++++ Verilen Metin ++++

Davutoğlu’nun çekilmeye zorlanmasıyla iktidar partisinin olağanüstü kongresinde “yeni başbakan” olarak atanacak “yeni genel başkan” adayının belirlenmesi için “temâyül yoklaması” yapılıyor.
Yönetici pozisyonundaki teşkilât mensupları, il başkanları, il belediye başkanları, il genel meclisi başkanları ve büyükşehir belediye meclisi başkanvekilleri ile Genel Merkez Kurucular Kurulu, MKYK, Merkez Disiplin Kurulu, Merkez Demokrasi Hakem Kurulu ve Siyasi Etik Erdem Kurulu üyeleri ve mevcut milletvekillerinden oluşan yaklaşık 813 partilinin katıldığı “yoklama”, iktidara ilişik medyanın onca telkinine rağmen ciddîye alınmıyor.
Önceki AKP kongrelerinde genel başkan adayıyla parti yönetiminin ve her seçim öncesi milletvekili adaylarının tesbitinde olduğu gibi “sonucu önceden belli yoklama”nın da bir kıymeti yok.
Gerçek şu ki, yoklamaya katılan partililerin “Cumhurbaşkanı’nın görüşleri çok önemli” deyip peşinen “Cumhurbaşkanı’yla uyumlu genel başkan ve başbakan” arayışları, “yoklama”nın iddia edildiği gibi bir “istişâre” değil, Saray’dan “bildirilen” ismin “onaylanması” olduğunu açığa çıkarıyor…
“TEMÂYÜL”ÜN TAM TERSİ…
Her ne kadar “tabanın görüş ve kanaatlerinin alınması” olarak ifâde edilse de “yoklama”da tek adayla gidilecek kongrede kesin olarak Erdoğan’ın belirleyeceği ismin ön plâna çıkacağı, en başta “yoklama”ya katılan partililerce biliniyor.
Aslında bu durum, Saray’a yakın mahfillerce ve hatta Saray’ın “tâlimatı”yla dikte ettirildiği belirtilen ve “küresel güçlerin ülkemizdeki satrancında vezir görüntüsüne sahip basit bir piyonu” olarak itham edilen Başbakan’ın “biletinin kesilmesi sebepleri”nin ilân edildiği “Pelikan dosyası”nda yüksünmeden belirtiliyor.

++++ Veri Bloğu ++++

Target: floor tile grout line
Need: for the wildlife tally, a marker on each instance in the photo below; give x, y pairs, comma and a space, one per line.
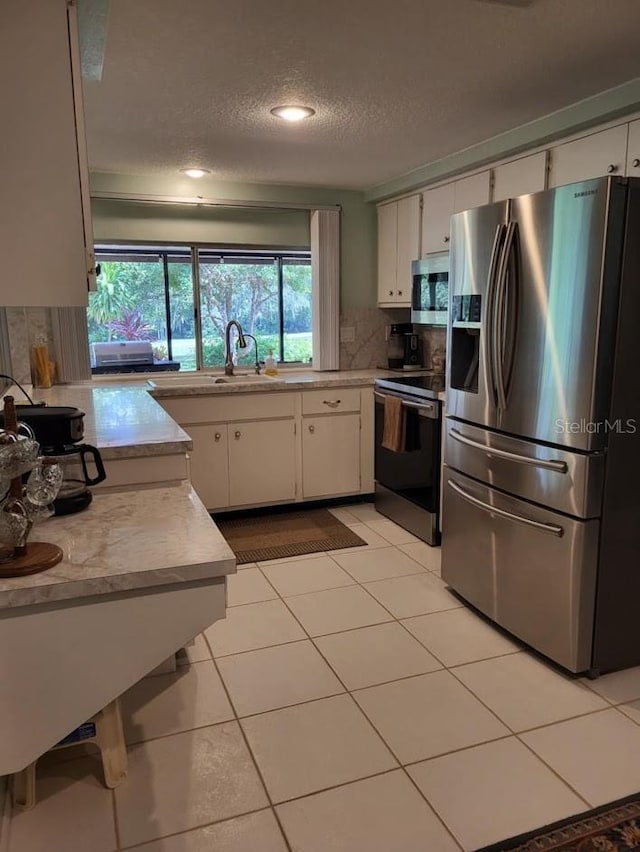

++++

Davutoğlu'nun ardından yapılan temâyül yoklamasını konu alan yazıyı, son cümlesinden sonrasını yazarak sürdürün.

◆ **Sorunun Cevabı**:
“Hoca” dedikleri Davutoğlu’nun “kendi ekibi”yle, “Reis” dedikleri Erdoğan’a “komplo kurup kurban etmeye kalkıştığı” iddia edilirken “Temâyül yoklamalarında birinci Gül, ikinci Yıldırım, üçüncü Davutoğlu çıktı. Buna rağmen Reis Hocayı parti başkanı yaptı” yakınması, iktidar partisinde “temâyül yoklamaları”nın hiçbir kıymet-i harbiyesinin olmadığını, hatta çoğu kez temâyülün tam tersinin yapıldığını ele veriyor.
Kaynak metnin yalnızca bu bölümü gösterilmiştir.